⟨
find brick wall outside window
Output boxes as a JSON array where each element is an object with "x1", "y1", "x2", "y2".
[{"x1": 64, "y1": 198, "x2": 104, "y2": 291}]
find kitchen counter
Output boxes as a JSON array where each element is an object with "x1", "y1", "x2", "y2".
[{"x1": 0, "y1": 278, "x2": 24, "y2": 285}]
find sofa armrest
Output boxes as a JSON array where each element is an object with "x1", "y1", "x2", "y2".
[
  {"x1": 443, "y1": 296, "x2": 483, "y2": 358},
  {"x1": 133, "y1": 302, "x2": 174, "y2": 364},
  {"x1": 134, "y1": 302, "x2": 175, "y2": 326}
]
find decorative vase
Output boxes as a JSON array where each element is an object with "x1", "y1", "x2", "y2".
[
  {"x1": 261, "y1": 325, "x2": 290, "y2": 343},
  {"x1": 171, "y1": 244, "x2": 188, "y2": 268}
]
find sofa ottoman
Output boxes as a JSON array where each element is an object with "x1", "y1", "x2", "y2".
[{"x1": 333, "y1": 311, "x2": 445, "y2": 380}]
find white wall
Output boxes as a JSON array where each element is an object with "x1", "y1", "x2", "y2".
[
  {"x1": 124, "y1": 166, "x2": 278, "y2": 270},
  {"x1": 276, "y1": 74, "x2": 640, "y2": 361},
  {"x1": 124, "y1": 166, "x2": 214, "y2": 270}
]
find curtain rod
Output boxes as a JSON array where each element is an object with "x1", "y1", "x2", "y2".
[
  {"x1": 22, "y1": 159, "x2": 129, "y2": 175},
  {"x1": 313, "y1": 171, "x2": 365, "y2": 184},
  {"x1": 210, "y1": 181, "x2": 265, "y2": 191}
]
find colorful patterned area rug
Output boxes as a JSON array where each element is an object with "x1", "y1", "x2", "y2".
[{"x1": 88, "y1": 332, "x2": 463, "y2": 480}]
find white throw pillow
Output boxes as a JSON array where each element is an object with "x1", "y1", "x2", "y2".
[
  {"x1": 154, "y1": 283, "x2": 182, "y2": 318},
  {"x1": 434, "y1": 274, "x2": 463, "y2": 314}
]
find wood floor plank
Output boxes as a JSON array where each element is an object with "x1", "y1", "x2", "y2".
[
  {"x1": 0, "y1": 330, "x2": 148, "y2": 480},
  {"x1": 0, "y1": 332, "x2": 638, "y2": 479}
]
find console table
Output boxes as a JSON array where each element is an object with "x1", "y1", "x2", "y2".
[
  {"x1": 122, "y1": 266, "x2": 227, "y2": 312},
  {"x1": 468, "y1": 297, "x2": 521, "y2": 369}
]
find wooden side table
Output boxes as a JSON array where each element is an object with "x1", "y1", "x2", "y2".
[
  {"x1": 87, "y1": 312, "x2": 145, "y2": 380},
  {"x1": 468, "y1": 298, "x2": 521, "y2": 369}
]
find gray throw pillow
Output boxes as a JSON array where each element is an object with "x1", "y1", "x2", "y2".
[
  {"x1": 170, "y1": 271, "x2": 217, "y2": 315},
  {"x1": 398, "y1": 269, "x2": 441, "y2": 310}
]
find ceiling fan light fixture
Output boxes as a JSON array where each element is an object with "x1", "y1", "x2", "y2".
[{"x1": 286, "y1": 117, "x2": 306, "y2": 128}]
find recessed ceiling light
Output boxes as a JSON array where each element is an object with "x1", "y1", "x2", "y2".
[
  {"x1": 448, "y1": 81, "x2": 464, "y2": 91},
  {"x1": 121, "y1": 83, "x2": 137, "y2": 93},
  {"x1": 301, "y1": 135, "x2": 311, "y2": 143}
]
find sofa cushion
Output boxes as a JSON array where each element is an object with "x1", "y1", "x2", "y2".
⟩
» **Problem statement**:
Reproduce exactly, and with no other material, the lines between those holding "find console table" and "find ceiling fan light fixture", inclusive.

» **The completed task**:
find console table
Output boxes as a JSON array where each element is an object with "x1", "y1", "x2", "y2".
[
  {"x1": 122, "y1": 266, "x2": 227, "y2": 312},
  {"x1": 468, "y1": 297, "x2": 521, "y2": 369}
]
find wooden side table
Output boxes as a JSON array where each element is an object with "x1", "y1", "x2", "y2".
[
  {"x1": 87, "y1": 312, "x2": 145, "y2": 380},
  {"x1": 468, "y1": 298, "x2": 521, "y2": 369}
]
find gray throw pillow
Output boxes as a JSON array where each element is an object with "x1", "y1", "x2", "y2".
[
  {"x1": 170, "y1": 271, "x2": 217, "y2": 315},
  {"x1": 398, "y1": 269, "x2": 441, "y2": 310}
]
find ceiling fan light fixture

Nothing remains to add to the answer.